The problem: Please copy each line of the listing that includes the string "below".

**** Records to use

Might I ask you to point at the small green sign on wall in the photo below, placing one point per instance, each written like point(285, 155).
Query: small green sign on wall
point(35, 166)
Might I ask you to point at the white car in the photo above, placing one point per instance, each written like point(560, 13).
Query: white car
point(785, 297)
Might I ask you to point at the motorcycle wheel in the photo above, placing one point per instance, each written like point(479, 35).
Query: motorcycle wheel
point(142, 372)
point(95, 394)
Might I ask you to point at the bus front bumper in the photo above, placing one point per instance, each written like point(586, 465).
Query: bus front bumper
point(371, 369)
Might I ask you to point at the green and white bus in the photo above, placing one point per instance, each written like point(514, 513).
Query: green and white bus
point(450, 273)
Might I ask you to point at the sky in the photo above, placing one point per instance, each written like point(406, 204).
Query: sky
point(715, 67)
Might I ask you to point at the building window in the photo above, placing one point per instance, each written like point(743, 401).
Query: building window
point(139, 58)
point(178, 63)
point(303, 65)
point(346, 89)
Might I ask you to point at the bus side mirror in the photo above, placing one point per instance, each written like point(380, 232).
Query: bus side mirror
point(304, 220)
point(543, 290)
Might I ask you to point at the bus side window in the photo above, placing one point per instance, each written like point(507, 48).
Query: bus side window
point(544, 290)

********
**** Records to use

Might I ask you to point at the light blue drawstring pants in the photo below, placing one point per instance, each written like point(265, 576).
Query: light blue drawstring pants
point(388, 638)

********
**** Records to use

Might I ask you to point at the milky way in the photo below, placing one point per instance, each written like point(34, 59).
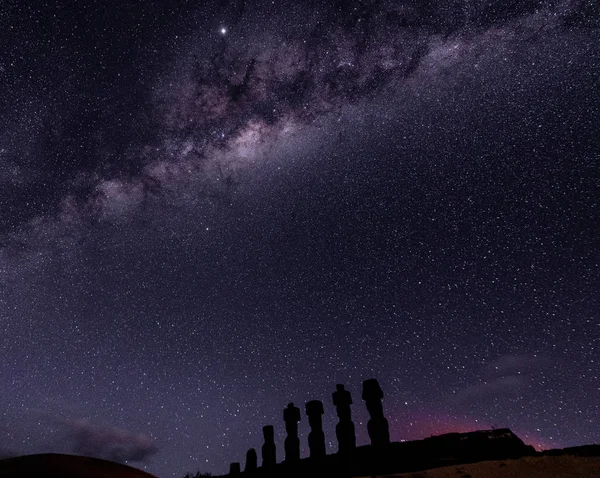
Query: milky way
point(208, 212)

********

Expected answer:
Might I ask you to point at the small green sign on wall in the photo below, placing one point per instance, each written like point(285, 155).
Might I ask you to point at the light blue drawstring pants in the photo below, placing one point per instance, each written like point(265, 576).
Might I ask you to point at the milky way in the photo below, placing one point per instance, each written like point(34, 59).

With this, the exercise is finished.